> Problem details: Copy out everything in the listing below, from the line containing "of the paved" down to the end of the listing, with no changes.

> Input for this task:
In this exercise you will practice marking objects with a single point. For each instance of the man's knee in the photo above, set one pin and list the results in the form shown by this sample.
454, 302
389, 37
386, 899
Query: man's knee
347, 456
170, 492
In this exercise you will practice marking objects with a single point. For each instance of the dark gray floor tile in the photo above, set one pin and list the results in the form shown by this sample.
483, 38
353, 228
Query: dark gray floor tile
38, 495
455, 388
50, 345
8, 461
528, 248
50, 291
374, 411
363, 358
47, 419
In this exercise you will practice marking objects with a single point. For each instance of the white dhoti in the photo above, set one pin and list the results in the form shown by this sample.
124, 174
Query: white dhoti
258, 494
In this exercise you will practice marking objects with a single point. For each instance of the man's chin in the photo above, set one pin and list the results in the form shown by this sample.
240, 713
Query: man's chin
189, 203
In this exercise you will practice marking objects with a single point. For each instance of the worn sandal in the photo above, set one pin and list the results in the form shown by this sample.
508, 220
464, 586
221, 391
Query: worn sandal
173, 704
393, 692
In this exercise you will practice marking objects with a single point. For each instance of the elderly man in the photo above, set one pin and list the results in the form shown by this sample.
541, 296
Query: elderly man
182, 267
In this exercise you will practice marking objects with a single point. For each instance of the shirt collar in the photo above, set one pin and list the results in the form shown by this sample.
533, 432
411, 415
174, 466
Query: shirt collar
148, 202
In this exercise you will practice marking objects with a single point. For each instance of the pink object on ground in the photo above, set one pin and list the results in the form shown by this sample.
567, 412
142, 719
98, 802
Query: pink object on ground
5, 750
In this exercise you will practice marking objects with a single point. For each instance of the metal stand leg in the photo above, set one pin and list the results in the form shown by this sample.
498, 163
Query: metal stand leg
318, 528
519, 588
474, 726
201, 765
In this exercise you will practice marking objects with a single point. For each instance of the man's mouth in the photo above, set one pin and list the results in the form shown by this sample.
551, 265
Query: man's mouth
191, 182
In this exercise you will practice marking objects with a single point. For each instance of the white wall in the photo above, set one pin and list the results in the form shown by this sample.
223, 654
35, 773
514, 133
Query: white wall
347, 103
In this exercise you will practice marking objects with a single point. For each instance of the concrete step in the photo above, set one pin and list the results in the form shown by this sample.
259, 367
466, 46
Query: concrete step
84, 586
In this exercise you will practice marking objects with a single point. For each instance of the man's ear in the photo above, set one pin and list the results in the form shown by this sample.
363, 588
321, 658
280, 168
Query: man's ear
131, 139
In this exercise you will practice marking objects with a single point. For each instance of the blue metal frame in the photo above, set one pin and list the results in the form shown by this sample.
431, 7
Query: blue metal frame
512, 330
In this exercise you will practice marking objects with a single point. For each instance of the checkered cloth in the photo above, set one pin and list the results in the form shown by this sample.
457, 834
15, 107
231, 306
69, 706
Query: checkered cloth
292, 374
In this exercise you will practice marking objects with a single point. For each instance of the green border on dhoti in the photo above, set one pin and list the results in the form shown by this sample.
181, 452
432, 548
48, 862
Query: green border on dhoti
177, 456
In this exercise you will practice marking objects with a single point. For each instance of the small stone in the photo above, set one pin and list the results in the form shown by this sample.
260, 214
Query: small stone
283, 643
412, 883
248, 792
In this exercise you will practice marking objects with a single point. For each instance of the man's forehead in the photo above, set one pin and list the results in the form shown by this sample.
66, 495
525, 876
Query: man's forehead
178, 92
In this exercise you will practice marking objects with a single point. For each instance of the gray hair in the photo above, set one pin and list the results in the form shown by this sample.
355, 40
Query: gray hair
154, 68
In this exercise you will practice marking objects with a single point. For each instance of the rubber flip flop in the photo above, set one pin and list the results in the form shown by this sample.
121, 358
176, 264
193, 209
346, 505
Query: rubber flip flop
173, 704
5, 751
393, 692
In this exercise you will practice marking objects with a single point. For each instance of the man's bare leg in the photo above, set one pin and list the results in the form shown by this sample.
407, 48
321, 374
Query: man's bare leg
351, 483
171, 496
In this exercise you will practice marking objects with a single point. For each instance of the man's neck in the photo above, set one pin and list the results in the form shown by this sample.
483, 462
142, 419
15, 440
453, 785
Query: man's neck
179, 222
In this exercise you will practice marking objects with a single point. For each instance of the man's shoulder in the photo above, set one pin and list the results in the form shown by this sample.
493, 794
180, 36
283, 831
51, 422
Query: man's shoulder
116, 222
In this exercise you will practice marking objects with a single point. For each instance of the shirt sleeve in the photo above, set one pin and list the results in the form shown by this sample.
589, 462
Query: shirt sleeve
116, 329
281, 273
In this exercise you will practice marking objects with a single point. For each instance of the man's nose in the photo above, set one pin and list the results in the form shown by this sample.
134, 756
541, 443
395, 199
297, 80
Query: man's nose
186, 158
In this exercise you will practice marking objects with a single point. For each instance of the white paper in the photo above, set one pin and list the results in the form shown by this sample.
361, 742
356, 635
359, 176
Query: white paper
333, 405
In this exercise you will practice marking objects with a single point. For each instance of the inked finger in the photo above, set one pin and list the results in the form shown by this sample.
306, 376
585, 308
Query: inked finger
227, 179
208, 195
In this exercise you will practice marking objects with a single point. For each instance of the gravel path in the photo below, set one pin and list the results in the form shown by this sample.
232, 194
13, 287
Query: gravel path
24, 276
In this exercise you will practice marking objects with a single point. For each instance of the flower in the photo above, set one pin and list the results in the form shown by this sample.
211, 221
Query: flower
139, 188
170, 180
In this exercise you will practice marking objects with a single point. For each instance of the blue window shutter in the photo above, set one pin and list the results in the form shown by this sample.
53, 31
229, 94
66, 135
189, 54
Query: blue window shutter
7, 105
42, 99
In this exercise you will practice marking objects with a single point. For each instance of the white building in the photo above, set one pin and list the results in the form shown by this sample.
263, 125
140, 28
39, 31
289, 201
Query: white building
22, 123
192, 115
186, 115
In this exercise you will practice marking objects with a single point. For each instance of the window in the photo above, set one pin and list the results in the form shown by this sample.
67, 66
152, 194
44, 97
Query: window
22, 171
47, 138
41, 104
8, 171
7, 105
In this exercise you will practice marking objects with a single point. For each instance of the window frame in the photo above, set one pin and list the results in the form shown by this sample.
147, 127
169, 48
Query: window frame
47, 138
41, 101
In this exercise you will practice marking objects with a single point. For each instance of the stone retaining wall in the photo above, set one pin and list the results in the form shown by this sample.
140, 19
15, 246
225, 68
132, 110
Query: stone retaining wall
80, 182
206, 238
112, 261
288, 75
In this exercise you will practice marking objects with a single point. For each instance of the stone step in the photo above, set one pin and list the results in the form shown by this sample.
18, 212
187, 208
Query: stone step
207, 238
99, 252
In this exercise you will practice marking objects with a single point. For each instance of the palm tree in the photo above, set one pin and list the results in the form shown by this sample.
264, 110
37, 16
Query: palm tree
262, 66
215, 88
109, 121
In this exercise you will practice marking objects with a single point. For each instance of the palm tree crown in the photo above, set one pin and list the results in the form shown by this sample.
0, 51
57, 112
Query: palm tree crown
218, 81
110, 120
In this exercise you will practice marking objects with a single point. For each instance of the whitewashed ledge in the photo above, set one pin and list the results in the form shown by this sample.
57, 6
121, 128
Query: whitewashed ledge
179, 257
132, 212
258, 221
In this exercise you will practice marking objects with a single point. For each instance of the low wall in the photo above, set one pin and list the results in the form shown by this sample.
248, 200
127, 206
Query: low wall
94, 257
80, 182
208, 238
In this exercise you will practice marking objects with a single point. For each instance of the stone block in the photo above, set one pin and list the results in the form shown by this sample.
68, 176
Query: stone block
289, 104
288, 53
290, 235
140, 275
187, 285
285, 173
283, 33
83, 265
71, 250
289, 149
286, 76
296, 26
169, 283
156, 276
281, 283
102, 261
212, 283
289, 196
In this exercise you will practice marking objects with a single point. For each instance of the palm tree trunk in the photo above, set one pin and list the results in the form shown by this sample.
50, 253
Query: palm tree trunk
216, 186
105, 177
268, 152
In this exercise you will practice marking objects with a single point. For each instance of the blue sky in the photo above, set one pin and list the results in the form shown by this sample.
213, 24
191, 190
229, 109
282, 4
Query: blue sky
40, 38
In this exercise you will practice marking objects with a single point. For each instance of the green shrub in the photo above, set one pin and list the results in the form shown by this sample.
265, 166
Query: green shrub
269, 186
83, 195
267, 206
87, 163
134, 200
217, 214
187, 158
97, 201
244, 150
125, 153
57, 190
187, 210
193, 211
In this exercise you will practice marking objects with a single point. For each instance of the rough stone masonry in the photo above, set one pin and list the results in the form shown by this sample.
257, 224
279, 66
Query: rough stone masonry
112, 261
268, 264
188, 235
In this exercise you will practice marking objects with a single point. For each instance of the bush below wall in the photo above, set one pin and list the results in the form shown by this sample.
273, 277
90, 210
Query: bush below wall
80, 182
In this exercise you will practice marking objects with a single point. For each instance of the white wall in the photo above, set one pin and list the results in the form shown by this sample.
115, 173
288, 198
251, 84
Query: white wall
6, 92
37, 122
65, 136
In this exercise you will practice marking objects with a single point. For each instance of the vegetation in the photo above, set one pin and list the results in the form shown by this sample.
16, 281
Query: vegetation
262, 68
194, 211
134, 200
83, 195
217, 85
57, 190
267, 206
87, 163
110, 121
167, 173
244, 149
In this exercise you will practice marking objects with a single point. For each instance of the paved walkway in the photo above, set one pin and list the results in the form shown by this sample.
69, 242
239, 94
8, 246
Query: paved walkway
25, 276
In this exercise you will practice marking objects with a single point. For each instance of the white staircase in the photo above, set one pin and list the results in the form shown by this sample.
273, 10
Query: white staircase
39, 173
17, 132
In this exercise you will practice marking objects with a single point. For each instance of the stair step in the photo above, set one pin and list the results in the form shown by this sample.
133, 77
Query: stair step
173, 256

> Written answer:
In this exercise you will practice marking objects with a single point. For each instance of the paved walkway in the photo above, set one pin and list the results in the form shown by this sample.
69, 242
239, 94
8, 246
Query: paved walkway
25, 276
In this exercise you will practice marking objects with a single point. For each instance of the white staircase in the photo above, set one pin and list the results in the form shown by this sample.
273, 10
Query: white staircase
39, 173
17, 132
In this exercise you will practice marking objects with a single point. For each instance of the stair step in the photo above, set one pin and list the results in the form shown by this sample.
133, 77
Query: stair step
173, 256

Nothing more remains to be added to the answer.